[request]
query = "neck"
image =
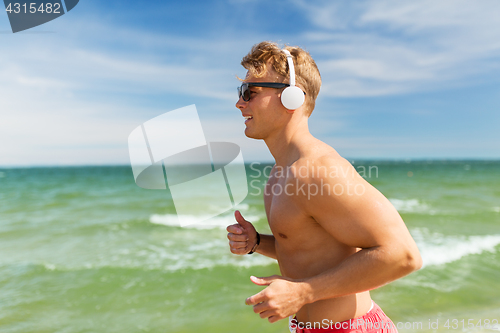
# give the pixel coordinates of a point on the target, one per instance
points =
(287, 145)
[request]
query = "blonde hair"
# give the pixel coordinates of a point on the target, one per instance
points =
(307, 75)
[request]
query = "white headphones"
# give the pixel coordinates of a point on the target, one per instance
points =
(292, 97)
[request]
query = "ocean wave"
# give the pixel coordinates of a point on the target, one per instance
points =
(437, 249)
(221, 221)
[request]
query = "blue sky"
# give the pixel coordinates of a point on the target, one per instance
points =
(401, 79)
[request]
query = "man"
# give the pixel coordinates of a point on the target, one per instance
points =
(335, 237)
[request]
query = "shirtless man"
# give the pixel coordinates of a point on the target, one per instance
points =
(335, 236)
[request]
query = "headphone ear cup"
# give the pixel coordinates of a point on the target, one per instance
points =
(292, 98)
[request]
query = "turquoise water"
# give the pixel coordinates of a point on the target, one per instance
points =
(83, 249)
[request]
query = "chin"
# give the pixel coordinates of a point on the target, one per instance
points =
(251, 135)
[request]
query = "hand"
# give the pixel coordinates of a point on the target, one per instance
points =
(242, 236)
(282, 298)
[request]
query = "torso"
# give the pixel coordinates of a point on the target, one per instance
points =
(303, 247)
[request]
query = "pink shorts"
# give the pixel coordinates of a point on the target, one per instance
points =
(374, 321)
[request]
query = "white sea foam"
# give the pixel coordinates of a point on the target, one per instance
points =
(437, 249)
(221, 221)
(411, 206)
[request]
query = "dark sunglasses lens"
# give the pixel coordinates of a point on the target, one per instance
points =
(244, 92)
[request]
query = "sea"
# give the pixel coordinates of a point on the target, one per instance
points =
(84, 249)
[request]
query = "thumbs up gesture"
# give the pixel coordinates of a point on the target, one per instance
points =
(242, 235)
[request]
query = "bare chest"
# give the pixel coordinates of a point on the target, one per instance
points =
(287, 219)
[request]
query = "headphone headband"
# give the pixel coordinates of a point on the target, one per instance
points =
(292, 97)
(290, 66)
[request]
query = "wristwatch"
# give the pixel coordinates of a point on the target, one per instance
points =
(256, 244)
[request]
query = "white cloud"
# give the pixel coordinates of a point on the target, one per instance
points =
(386, 47)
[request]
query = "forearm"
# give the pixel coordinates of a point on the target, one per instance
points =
(365, 270)
(267, 246)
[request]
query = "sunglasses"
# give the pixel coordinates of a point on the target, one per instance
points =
(244, 91)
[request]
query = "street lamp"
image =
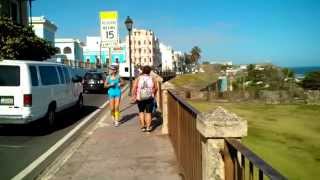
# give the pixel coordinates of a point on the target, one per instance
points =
(30, 10)
(129, 24)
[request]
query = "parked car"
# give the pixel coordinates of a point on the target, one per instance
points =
(94, 81)
(32, 90)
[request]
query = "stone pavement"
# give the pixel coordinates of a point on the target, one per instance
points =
(122, 153)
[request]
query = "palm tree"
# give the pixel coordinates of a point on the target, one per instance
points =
(195, 54)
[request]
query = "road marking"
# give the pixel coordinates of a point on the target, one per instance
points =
(10, 146)
(44, 156)
(28, 170)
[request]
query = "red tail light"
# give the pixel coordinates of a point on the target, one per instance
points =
(27, 100)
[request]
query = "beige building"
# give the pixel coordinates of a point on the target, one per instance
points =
=====
» **Set problem**
Write the lines above out again exactly, without any of their pictures.

» **Task output**
[request]
query = "neck"
image =
# give the pixel coordinates of a point on the target, one per instance
points =
(287, 145)
[request]
query = "blonde hair"
# give the pixel coordinates of a point on the target, one per instance
points =
(307, 75)
[request]
query = "white headphones"
# give the pixel coordinates of a point on the target, one per instance
points =
(292, 97)
[request]
query = "ocean wave"
# give the pixel coordinates of a point on the target, one per instance
points =
(437, 249)
(221, 221)
[request]
query = "blue sky"
# give the pixel coordinates of a point on the target, one per instance
points =
(401, 79)
[request]
query = "man"
# give the pixel coordinates of a point on the target, one per instance
points =
(335, 237)
[request]
query = "shirtless man"
# give the pixel coordinates of a point on the target, one per instance
points =
(335, 236)
[request]
query = "headphone ear cup"
# give the pixel coordinates of a point on the target, one per instance
points =
(292, 98)
[request]
query = "turquoise water"
# give the pixel coordinates of a point on the target, one per instance
points =
(83, 249)
[request]
query = "chin"
# give the pixel coordinates of a point on the target, one per instance
points =
(251, 135)
[request]
query = "hand"
# give the pixel coordinates of a point on the target, one per instance
points =
(242, 236)
(282, 298)
[request]
query = "torso"
# give the pixel coordinates of a point on the target, one per instance
points =
(303, 247)
[request]
query = "pink shorts"
# give the pixel coordinates of a point on the target, one per instance
points =
(374, 321)
[request]
query = "white sea foam"
# give the pixel coordinates of a point on the target, one per instance
points =
(437, 249)
(221, 221)
(411, 206)
[request]
query = "dark sunglasses lens"
# give the pixel coordinates of a point on the target, one per instance
points =
(244, 92)
[request]
query = "sea"
# give the pixel coordinates of a point on the target, one per instance
points =
(84, 249)
[request]
query = "thumbs up gesture"
# give the pixel coordinates of a point on the target, one per instance
points =
(242, 235)
[request]
query = "bare chest"
# give the pixel coordinates of a point on the target, one per instance
points =
(287, 219)
[request]
query = "headphone headband"
# give the pixel coordinates of a point on the target, one per instance
points =
(292, 97)
(290, 66)
[request]
query = "wristwatch"
# give the pixel coordinates of a point on the target, one per instance
points =
(256, 244)
[request]
query = "white cloud"
# give the pixel coordinates of a point on the target, one per instance
points =
(386, 47)
[request]
query = "forearm"
# give the pixel coordinates of a point on the target, one per instance
points =
(365, 270)
(267, 246)
[request]
query = "sunglasses"
# give the pixel coordinates of a point on the target, one per instance
points =
(244, 91)
[request]
query = "street lamp"
image =
# give the pixel coordinates of a point on the target, one per instance
points =
(30, 10)
(129, 24)
[request]
query = "parked car"
# give the pixel coordinates of a point on the target, one per instance
points =
(94, 81)
(32, 90)
[request]
query = "stone pavement"
# give the pixel coordinates of a point on the target, one per instance
points =
(122, 153)
[request]
query = "palm tree"
# give the pixel coordinates of a point on the target, one per instance
points =
(195, 54)
[request]
query = "road marking"
# give the pixel coordinates of a point on the target, one per instance
points =
(10, 146)
(44, 156)
(28, 170)
[request]
query = "red tail light"
# give the pixel coordinates of a point on the target, one per instance
points =
(27, 100)
[request]
query = "beige building"
# give the pixel coordinates of a point on the target, one per instance
points =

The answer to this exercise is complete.